start Extracted information

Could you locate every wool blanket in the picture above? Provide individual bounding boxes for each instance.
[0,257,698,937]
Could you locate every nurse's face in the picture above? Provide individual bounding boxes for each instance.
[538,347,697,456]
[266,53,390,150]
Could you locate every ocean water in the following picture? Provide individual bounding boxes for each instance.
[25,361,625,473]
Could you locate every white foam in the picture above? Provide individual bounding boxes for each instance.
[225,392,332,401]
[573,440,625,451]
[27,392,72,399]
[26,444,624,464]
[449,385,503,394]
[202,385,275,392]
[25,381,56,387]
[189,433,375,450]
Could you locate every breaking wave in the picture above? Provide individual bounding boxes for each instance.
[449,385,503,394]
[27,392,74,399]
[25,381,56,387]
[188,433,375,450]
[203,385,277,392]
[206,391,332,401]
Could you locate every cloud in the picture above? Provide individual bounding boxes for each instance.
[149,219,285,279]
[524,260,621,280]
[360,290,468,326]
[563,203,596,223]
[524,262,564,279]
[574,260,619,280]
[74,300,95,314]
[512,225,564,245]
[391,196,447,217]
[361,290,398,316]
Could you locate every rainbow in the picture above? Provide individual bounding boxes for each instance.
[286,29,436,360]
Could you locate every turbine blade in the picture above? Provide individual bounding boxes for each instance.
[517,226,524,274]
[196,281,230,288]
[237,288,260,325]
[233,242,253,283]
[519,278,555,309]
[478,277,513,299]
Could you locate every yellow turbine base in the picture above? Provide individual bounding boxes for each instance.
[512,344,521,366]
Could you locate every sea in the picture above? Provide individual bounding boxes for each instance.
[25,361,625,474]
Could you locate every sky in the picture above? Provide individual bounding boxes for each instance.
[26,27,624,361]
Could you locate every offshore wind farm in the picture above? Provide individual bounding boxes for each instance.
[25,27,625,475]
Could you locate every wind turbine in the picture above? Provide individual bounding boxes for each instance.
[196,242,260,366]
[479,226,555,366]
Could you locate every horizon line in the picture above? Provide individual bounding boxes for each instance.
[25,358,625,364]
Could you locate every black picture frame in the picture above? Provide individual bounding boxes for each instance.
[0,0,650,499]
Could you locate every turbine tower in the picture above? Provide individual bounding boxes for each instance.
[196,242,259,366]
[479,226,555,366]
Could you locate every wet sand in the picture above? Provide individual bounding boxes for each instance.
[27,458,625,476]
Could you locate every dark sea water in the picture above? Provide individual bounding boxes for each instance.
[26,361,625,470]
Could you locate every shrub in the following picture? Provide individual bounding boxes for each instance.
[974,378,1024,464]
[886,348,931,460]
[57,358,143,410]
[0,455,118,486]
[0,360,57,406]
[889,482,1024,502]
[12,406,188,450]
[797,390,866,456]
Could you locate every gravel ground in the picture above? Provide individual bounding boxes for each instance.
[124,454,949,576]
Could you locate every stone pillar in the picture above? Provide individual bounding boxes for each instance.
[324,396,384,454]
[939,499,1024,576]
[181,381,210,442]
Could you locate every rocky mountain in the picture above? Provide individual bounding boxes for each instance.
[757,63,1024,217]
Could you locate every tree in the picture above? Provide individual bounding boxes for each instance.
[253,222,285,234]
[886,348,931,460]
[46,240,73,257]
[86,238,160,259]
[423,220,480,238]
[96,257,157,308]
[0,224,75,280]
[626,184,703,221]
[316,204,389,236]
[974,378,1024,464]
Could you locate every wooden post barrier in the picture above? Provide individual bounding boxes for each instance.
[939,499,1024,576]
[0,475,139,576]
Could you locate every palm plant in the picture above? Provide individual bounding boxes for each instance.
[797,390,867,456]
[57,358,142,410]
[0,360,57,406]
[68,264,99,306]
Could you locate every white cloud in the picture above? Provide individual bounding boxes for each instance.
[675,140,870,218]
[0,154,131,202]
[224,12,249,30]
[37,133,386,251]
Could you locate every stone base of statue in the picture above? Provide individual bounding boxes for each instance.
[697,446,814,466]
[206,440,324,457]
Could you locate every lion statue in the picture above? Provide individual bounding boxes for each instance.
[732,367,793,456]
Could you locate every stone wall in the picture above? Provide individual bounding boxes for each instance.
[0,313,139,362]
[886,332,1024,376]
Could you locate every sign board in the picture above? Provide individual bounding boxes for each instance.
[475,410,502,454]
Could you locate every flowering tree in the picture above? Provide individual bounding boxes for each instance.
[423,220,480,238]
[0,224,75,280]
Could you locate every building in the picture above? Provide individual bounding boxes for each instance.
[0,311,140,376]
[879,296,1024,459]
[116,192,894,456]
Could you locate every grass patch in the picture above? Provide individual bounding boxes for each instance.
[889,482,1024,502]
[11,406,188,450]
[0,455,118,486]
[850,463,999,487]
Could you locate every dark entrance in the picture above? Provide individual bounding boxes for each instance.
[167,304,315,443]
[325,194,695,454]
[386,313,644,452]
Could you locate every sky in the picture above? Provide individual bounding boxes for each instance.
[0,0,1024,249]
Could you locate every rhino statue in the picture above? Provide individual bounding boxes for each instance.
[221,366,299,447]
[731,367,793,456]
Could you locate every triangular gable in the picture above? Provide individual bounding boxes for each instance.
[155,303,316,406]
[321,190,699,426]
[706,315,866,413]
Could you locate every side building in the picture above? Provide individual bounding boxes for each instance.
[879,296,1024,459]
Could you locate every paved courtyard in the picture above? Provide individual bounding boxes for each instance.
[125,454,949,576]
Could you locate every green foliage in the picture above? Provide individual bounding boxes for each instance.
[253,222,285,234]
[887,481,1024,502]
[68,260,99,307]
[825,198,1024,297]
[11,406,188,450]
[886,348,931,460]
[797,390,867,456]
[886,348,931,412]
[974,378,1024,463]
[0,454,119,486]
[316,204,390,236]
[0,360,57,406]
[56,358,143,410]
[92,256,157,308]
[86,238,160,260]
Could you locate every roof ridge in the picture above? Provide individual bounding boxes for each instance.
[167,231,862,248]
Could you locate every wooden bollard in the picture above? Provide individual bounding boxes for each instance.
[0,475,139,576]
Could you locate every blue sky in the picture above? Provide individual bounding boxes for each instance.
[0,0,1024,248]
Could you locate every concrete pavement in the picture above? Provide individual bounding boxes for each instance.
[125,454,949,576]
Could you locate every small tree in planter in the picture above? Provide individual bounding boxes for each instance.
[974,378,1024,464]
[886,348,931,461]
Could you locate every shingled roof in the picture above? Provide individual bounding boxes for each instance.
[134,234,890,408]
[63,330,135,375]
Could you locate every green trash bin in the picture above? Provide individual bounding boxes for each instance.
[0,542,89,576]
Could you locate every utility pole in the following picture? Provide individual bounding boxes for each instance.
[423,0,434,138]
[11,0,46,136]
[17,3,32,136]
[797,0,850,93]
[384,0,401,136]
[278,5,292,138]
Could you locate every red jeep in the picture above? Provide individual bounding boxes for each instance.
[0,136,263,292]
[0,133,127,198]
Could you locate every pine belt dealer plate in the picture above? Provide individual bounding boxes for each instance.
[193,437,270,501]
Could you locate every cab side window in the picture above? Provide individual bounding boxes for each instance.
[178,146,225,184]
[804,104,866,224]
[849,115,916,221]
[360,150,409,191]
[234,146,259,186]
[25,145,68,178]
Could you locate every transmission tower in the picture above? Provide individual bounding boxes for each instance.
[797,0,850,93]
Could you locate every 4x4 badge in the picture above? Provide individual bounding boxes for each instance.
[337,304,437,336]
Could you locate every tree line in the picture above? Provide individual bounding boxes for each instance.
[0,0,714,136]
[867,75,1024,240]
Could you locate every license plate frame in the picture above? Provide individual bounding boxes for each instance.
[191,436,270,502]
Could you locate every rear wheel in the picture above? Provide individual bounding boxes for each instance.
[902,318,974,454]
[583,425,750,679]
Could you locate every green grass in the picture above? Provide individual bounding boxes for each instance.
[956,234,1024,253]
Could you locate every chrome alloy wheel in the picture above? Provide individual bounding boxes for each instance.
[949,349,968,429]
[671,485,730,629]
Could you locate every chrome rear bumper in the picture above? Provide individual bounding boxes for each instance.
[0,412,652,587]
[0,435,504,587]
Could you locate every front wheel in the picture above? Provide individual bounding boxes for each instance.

end Extracted information

→ **Task details**
Write out everything from the start of the records down to the line containing "[25,361,625,473]" as a numbered list, skipping any blank lines.

→ **Result of the exercise**
1. Could you locate every wool blanket in the picture above? Provide individual bounding boxes for each instance.
2. [0,257,698,937]
3. Could you locate every nurse's face in the picture above? Provide individual bounding boxes for each instance.
4. [538,347,697,456]
5. [266,53,390,150]
6. Could you locate every ocean water in the following picture? Provide individual bounding boxes for each instance.
7. [25,361,625,473]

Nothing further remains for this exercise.